Set task 1
Pick out every row below that contains the word "striped", and copy each of those rows in full.

Source text
++++++++++
# Old threads



## Patri (May 5, 2010)

It seems to be happening more often that when a person brings up an old thread (likely appearing during a search on a particular topic) someone gets upset that the person adds a new post.
If that is supposed to be a problem, how about when a thread has inactivity for X amount of time, (maybe a year) it automatically closes. It could still pop up during searches, for the information it reveals.
I don't mind the old threads being revived. For some issues, it is nice when the OP returns and announces how it was resolved.

[_As this deals with BBS operation, I am moving it to the About TUG BBS forum -_ Makai Guy, BBS Admin]


----------



## AwayWeGo (May 5, 2010)

*Keep Those Old TUG-BBS Discussion Topics Going -- Don't Let'm Go Dormant.*

And when they do go dormant, bring'm back to life by adding new entries when appropriate. 

I much prefer keeping existing discussion topics going rather than starting new ones willy-nilly.  

Ditto reviving old discussion topics that have gone dormant from inactivity. 

I cannot understand why there should be any objection(s) to that.  

I mean, all entries are dated -- so there should be no confusion about the ages of newer & older topics & entries. 

Plus, often the Grand Pro or an Assistant Pro will helpfully add  the date or year (in brackets) to the title line of a newly revived discussion topic from way back. 

Is this a great web site or what ? 

-- Alan Cole, McLean (Fairfax County), Virginia, USA.​


----------
++++++++++
Exercise material

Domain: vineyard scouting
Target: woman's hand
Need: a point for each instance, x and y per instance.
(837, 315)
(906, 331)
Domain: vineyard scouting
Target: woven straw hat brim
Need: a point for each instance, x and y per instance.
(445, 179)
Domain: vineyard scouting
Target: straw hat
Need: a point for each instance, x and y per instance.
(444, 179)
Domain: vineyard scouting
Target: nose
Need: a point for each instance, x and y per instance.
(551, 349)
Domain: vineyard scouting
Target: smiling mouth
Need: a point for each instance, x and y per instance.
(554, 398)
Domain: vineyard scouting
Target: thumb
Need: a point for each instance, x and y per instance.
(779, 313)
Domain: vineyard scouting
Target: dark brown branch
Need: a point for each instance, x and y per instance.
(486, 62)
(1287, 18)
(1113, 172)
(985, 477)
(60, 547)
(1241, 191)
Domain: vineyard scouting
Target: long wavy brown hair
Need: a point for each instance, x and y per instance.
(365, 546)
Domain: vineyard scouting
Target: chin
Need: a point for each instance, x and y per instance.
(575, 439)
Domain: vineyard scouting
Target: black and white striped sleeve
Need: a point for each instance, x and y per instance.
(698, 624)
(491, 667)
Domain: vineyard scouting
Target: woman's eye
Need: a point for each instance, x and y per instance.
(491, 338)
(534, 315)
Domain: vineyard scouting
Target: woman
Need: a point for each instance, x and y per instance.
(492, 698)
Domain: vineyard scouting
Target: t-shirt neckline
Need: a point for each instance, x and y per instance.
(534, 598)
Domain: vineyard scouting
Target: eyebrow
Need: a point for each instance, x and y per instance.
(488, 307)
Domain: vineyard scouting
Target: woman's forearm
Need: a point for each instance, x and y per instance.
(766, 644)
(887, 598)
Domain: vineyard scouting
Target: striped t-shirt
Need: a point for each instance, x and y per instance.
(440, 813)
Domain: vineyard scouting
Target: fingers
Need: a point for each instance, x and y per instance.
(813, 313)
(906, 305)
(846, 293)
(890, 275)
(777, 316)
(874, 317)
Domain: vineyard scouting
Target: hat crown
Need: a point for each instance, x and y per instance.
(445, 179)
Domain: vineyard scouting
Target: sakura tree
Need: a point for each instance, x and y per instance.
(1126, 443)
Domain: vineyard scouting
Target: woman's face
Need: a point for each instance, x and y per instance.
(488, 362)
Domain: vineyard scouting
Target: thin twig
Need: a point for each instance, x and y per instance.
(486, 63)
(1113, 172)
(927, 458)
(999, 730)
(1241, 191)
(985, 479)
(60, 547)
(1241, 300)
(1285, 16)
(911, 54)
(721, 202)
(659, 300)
++++++++++
Set task 2
In the forum thread above, why did Makai Guy move the discussion to the About TUG BBS forum?

Expected output 1
Target: black and white striped sleeve
Target: striped t-shirt

Expected output 2
Makai Guy moved it because the discussion deals with BBS operation.